> **Image-grounded pointing data**
══════════════════════════════

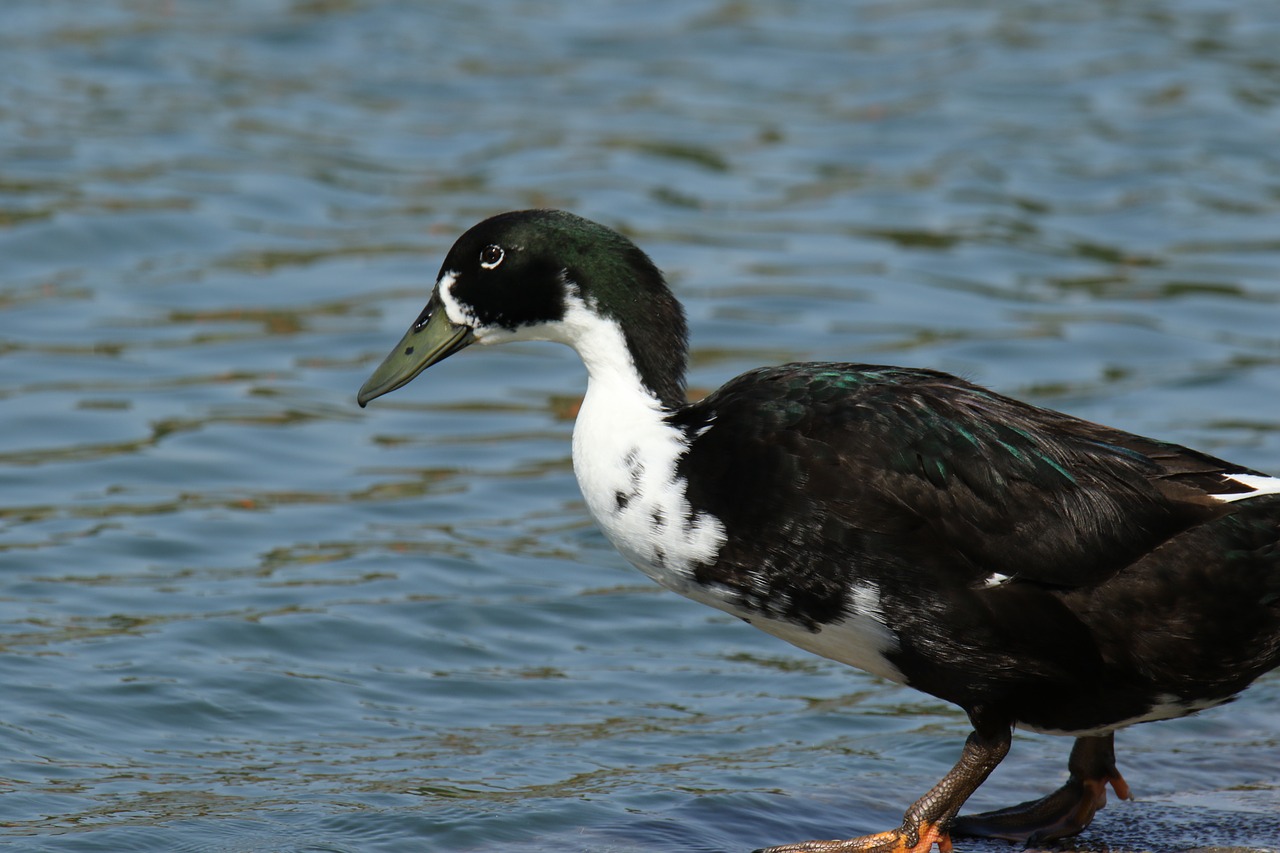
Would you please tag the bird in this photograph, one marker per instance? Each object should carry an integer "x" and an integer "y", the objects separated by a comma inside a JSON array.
[{"x": 1040, "y": 571}]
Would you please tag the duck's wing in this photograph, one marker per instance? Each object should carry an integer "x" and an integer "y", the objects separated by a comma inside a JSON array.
[{"x": 881, "y": 461}]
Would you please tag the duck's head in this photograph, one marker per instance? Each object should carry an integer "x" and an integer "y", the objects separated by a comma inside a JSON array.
[{"x": 545, "y": 276}]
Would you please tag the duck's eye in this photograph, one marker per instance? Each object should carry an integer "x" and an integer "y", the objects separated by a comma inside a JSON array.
[{"x": 490, "y": 256}]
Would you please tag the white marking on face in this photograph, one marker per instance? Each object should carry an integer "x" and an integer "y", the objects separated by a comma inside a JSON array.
[
  {"x": 490, "y": 256},
  {"x": 1260, "y": 484},
  {"x": 860, "y": 639},
  {"x": 455, "y": 310}
]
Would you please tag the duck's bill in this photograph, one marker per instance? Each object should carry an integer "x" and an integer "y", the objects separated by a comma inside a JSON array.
[{"x": 432, "y": 338}]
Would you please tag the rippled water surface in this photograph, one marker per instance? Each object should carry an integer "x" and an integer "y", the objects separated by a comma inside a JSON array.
[{"x": 240, "y": 614}]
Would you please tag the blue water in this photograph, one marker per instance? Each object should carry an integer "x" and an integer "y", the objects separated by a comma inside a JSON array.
[{"x": 240, "y": 614}]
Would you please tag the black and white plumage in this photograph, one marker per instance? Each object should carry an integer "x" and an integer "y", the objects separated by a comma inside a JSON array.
[{"x": 1032, "y": 568}]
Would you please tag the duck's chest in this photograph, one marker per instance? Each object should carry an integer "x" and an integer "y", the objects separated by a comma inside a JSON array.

══════════════════════════════

> **Problem to solve**
Each entry should be set down exactly, pictures excluded.

> **Output**
Would you please tag the bird in this photograph, one marker per instance? Each object should carry an integer "x" and an integer "y", the objects separated by a comma inside a JSON array.
[{"x": 1040, "y": 571}]
Would you please tag the duck's wing in this photograph, one marker per instance? Each object should carry an integer "x" and an integer "y", the objects separated by a comma inside a JSON array.
[{"x": 881, "y": 461}]
Would you please tag the duck's head in this photograph, one marker per instance? Each object should carry an integer "x" and an integer "y", the objects separated by a comma inside a JSON array.
[{"x": 545, "y": 276}]
Would you please tag the duck's eye in this photograph, one marker per instance? Each object should carry an integer "x" and an integer "y", the objects separated by a comma inside a JSON array.
[{"x": 490, "y": 256}]
Would you please tag the white marking on face in this photograph, one marker per instance? Each object should carry an integer "x" and an integer "y", the objects separated by a comma inside a JSON array.
[
  {"x": 490, "y": 256},
  {"x": 1260, "y": 484},
  {"x": 860, "y": 639},
  {"x": 455, "y": 310}
]
Would you please tag the duck's bill in this photograph, one marker per instance? Each object should carry an integer "x" and an integer "y", the objects separated by a comma inside a JSON array.
[{"x": 432, "y": 338}]
Would you please tag the rippled water surface in this photograph, one marker per instance? Each object should carry an integer "x" and an integer "y", the objects separated by a comma inside a JSON array.
[{"x": 240, "y": 614}]
Would you please tag the blue water in this photograph, one marker per instance? Each object should carry an integer "x" and an integer "y", the objects separated by a comma inside a JSON array.
[{"x": 240, "y": 614}]
Would you please tag the black and white plumage in this photograph, one marker per instance? Each object should carry an integer "x" and an integer "y", the objects separated by a comma inside a JSON array.
[{"x": 1032, "y": 568}]
Would you please tag the duck's chest in this photograph, one marker per instance? Each object should carry an integer "x" and an integer "y", the objects separated by a comma inside a JSON array.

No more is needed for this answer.